▸ THE DATA
====================
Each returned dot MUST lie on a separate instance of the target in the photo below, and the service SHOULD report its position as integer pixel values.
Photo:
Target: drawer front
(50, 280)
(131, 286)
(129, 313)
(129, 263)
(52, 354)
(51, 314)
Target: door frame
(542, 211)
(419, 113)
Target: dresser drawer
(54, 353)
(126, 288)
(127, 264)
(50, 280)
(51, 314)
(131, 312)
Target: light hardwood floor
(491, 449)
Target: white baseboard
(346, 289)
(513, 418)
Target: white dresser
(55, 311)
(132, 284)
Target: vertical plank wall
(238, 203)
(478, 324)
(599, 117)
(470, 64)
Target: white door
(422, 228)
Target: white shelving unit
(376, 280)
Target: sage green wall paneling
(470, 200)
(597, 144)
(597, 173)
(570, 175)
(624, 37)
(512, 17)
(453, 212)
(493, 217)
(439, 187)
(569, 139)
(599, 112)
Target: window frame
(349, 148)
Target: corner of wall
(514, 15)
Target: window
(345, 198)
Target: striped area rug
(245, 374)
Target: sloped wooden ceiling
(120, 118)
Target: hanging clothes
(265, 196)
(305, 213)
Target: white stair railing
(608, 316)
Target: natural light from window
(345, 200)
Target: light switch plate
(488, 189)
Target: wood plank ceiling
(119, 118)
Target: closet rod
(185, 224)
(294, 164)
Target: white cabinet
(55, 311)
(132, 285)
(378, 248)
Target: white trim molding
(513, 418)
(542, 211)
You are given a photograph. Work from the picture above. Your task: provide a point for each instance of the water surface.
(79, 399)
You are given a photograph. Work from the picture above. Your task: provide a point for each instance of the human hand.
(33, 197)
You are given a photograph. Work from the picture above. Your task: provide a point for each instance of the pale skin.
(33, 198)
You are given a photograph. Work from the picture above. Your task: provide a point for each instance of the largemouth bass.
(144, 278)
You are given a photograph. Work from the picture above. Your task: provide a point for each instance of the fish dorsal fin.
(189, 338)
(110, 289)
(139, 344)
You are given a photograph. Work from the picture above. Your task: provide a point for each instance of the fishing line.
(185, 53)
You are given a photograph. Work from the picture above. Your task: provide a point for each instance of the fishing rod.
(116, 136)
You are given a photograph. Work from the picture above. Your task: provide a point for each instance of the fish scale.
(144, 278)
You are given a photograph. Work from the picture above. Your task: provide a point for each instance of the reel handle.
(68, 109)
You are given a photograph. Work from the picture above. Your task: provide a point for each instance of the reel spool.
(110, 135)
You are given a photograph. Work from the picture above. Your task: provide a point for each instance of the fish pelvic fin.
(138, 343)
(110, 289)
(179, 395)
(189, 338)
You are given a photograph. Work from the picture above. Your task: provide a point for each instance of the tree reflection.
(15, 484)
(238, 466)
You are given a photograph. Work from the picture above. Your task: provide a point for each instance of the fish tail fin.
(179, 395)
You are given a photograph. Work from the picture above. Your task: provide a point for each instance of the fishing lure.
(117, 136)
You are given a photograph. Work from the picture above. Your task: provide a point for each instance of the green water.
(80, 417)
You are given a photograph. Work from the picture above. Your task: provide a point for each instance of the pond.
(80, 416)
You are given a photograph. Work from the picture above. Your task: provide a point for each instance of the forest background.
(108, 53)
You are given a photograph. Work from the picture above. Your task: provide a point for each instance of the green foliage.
====================
▸ PROBLEM
Copy out the entire material verbatim.

▸ TASK OUTPUT
Each returned dot MUST lie on a separate instance of the target in the photo below, and the service SHOULD report its position as integer pixel values.
Photo:
Target: drawer front
(50, 280)
(131, 286)
(129, 313)
(129, 263)
(52, 354)
(51, 314)
Target: door frame
(542, 211)
(419, 113)
Target: dresser drawer
(54, 353)
(126, 288)
(127, 264)
(50, 280)
(51, 314)
(131, 312)
Target: light hardwood floor
(491, 449)
Target: white baseboard
(346, 289)
(513, 418)
Target: white dresser
(55, 311)
(132, 284)
Target: vertical plank wall
(238, 203)
(478, 324)
(599, 117)
(470, 64)
Target: white door
(422, 228)
Target: white shelving unit
(376, 280)
Target: sage green wall paneling
(470, 200)
(597, 144)
(597, 173)
(570, 175)
(624, 37)
(512, 17)
(453, 212)
(493, 217)
(439, 187)
(569, 139)
(599, 112)
Target: window frame
(349, 148)
Target: corner of wall
(514, 15)
Target: window
(345, 198)
Target: striped area rug
(245, 374)
Target: sloped wooden ceiling
(120, 118)
Target: hanging clothes
(265, 196)
(305, 213)
Target: white stair railing
(608, 316)
Target: natural light from window
(345, 200)
Target: light switch plate
(488, 189)
Target: wood plank ceiling
(119, 118)
Target: closet rod
(185, 224)
(294, 164)
Target: white cabinet
(55, 311)
(132, 285)
(378, 248)
Target: white trim molding
(513, 418)
(542, 211)
You are given a photograph. Work from the picture above. Your task: provide a point for each instance of the water surface.
(79, 399)
You are given a photograph. Work from the picture above. Your task: provide a point for each instance of the human hand.
(33, 197)
You are given a photograph. Work from the picture above. Your task: provide a point for each instance of the pale skin.
(33, 198)
You are given a photograph. Work from the picture above. Your task: provide a point for each instance of the largemouth bass.
(144, 278)
You are given a photograph. Work from the picture above. Your task: provide a point for each instance of the fish dorsal fin.
(189, 338)
(110, 289)
(139, 344)
You are given a photograph. Work from the picture above. Your task: provide a point for each instance of the fishing line.
(185, 53)
You are given a photograph. Work from the picture above. Your task: provide a point for each instance of the fishing rod.
(116, 136)
You are given a photograph. Work from the picture above. Your task: provide a point for each instance of the fish scale.
(144, 278)
You are given a photograph. Work from the picture above. Your task: provide a point for each instance of the reel handle.
(68, 109)
You are given a photograph. Work from the picture above. Your task: provide a point for each instance of the reel spool.
(110, 135)
You are given a photograph. Work from the picture above. Your task: provide a point for each instance of the fish pelvic fin.
(138, 343)
(110, 289)
(179, 395)
(189, 338)
You are given a photograph. Work from the picture above. Your task: provide a point for each instance of the tree reflection.
(15, 484)
(238, 466)
You are given a photograph. Work from the picture above. Your task: provide a point for each instance of the fish tail fin.
(179, 395)
You are given a photograph. Work from the picture above. Your task: provide a point for each instance of the fishing lure.
(117, 136)
You are given a photograph. Work from the picture above. Your task: provide a point for each instance of the green water.
(80, 417)
You are given a photograph. Work from the picture above. Your task: provide a point for each instance of the pond.
(80, 416)
You are given a photograph. Work from the picture above. Your task: provide a point for each instance of the forest background.
(108, 53)
You are given a photograph. Work from the picture above. Your task: provide a point for each instance of the green foliage.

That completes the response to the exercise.